▶ [Source document]
|Image from here.|
In response to one of my previous posts on the TKDL project, I received some queries on the possible cost of the TKDL project. Well, predictably, I sent in a RTI query to CSIR for the figures. The response from CSIR can be accessed over here.
As per CSIR, from 2001-02 until March, 2012 a sum of Rs. 15,96,72,589 (Rupees Fifteen crores, ninety six lakhs, seventy two thousand, five hundred and eighty nine). As per the exchange rates in the March, this would mean around US $ 3,053,630 (Three million dollars approx.). Of the total expenditure, a sum of Rs. 82,34,750 (Eighty two lakhs, thirty four thousand, seven hundred and fifty rupees) was on capital expenditure, while the remaining was towards recurring expenditure. I also asked for a list of employees along with their salaries. I was provided with a list of 80 employees, with the highest per month salary being Rs. 46,700 and the lowest salary being Rs. 11,700.
Unfortunately, I forgot to ask for the rank or role of each of the employees so I’m not really sure what those 80 employees are doing at TKDL. I’m guessing that at least some of them are translators responsible for translating the various texts into English and other foreign languages.
I filed another RTI asking TKDL for the number of search reports that they sent out to the EPO and the IPO in pursuance of the access agreements signed with both organizations. CSIR replied informing me that they were not required to submit to the IPO or EPO, any search reports in pursuance of the access agreements but that they did file suo moto representations before the EPO under Art. 115 of the EPC Convention and before the IPO under S. 25(1) of the Indian Patents Act, 1970. Despite knowing exactly what I was asking for they didn’t provide me with the number of such interventions filed by the TKDL, instead they informed me that they would provide such information if I asked for it. Well if they knew what I was asking for, why didn’t they just provide it instead of asking me to apply once again? That response can be read over here.
Having said that, I must give credit where it is due. TKDL has just recently filed two pre-grant oppositions against two patent applications by Laila Nutraceuticals which I had pointed out in a post last month. The US and EU counterparts of these applications were successfully opposed/modified by the TKDL in those jurisdictions. Last month however there were no pre-grant oppositions filed at the time when I had blogged about these applications. I hope TKDL scores similar victories in both these cases before the IPO and that the same are reported on the website of the TKDL. Interestingly, the third patent application that I had written about in the same post, the one filed by Avesthagen, was granted by the IPO (i..e. published under S. 43(2) on the 27th of April, 2012) within seventeen days of my blogging about how the exact corresponding patent application in the EPO was abandoned on the basis of TKDL evidence. It remains to be seen whether TKDL will file a post-grant opposition against this particular application. It may also be noted that the letter granting the patent has not yet been loaded on IPAIRS. Also there is just a three months gap between the patent applicant replying to the examination report and the grant of the patent certificate and the publishing of the patent in the patent journal. That’s pretty quick in my opinion.
Getting back to the TKDL, I think its true test is going to be in opposing patents filed by the government bodies such as the Central Council for Research in Unani Medicine and the Central Council for Research in Ayurveda & Siddha. In several of the first examination reports for these patents applications, the Examiners have raised the objection of Section 3(p) i.e. traditional knowledge is not patentable subject matter. The Examiners do not however refer to the TKDL. I hope the staff at TKDL take cognizance of these applications and file pre-grant oppositions where necessary.
To conclude, I believe that TKDL’s true potential and true value lies in raising the standard of scrutiny of Indian patent applications rather than the patent applications in the EPO or the USPTO. My grouse so far with TKDL was the lack of any victories before the IPO because of the lack of focus on the IPO. For some reason TKDL had become a project catering only to foreign patent offices. The numbers of TK-related patent applications being filed in India are simply enormous and I’m confident that with the right focus the TKDL will be successful in blocking these dubious applications and raising the quality of patent grants in India.

Saved entries
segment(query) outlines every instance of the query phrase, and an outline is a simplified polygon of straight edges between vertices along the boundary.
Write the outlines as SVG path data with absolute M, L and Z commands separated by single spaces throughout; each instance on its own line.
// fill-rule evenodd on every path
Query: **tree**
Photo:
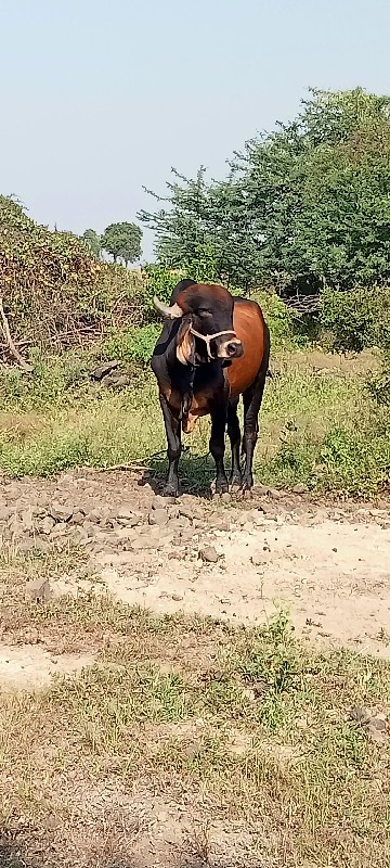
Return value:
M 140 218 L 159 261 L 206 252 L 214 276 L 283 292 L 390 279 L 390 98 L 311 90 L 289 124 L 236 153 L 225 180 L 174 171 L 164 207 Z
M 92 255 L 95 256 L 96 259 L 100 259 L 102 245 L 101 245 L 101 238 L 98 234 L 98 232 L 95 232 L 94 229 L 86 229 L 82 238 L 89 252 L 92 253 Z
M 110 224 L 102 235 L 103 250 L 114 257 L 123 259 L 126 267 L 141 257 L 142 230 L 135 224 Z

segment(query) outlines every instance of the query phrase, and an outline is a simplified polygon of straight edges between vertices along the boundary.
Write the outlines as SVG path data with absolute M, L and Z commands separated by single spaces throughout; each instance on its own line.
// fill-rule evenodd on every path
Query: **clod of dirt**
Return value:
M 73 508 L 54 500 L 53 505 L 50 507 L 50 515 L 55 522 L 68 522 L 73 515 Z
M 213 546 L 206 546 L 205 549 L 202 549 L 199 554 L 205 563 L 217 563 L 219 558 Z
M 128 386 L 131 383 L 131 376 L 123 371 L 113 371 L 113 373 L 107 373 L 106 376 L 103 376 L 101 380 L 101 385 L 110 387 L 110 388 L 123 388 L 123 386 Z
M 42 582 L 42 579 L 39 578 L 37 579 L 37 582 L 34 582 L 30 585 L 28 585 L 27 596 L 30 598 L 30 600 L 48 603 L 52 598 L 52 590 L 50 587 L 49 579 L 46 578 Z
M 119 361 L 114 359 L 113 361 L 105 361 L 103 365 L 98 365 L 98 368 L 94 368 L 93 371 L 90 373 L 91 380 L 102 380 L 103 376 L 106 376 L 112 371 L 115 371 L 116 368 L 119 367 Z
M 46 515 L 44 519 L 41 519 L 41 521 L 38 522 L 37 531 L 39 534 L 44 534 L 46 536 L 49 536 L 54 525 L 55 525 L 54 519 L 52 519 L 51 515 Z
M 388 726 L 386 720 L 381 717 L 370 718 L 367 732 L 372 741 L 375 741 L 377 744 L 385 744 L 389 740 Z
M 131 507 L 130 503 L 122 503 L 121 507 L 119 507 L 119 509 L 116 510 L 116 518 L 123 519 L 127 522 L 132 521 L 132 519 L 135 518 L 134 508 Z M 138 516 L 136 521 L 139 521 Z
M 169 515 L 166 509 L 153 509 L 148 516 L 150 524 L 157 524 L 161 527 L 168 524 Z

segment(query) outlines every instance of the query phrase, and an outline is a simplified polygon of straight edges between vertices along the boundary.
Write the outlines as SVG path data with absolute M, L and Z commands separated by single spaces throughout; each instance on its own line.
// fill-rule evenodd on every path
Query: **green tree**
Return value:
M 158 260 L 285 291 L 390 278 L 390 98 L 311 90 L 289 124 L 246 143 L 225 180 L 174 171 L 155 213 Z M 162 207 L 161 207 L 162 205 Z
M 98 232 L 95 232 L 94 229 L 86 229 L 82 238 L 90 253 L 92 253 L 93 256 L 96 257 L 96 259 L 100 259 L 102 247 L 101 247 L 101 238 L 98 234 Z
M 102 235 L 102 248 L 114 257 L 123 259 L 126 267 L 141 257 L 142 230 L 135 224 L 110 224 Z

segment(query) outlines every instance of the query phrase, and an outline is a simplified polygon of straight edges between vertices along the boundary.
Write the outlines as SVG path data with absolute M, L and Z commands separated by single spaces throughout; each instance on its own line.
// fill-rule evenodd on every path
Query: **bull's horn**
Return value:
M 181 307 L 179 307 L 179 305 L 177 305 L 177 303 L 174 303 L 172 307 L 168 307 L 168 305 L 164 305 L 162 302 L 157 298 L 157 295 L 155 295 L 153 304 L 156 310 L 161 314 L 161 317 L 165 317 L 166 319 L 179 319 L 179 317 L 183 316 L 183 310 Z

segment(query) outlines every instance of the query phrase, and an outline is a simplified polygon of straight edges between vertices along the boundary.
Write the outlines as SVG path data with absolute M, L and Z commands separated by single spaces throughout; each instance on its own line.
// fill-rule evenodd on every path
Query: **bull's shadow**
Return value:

▶ [Required action] Write out the passage of the TKDL post from "I filed another" to "read over here.", word for word.

▶ [Response below]
I filed another RTI asking TKDL for the number of search reports that they sent out to the EPO and the IPO in pursuance of the access agreements signed with both organizations. CSIR replied informing me that they were not required to submit to the IPO or EPO, any search reports in pursuance of the access agreements but that they did file suo moto representations before the EPO under Art. 115 of the EPC Convention and before the IPO under S. 25(1) of the Indian Patents Act, 1970. Despite knowing exactly what I was asking for they didn’t provide me with the number of such interventions filed by the TKDL, instead they informed me that they would provide such information if I asked for it. Well if they knew what I was asking for, why didn’t they just provide it instead of asking me to apply once again? That response can be read over here.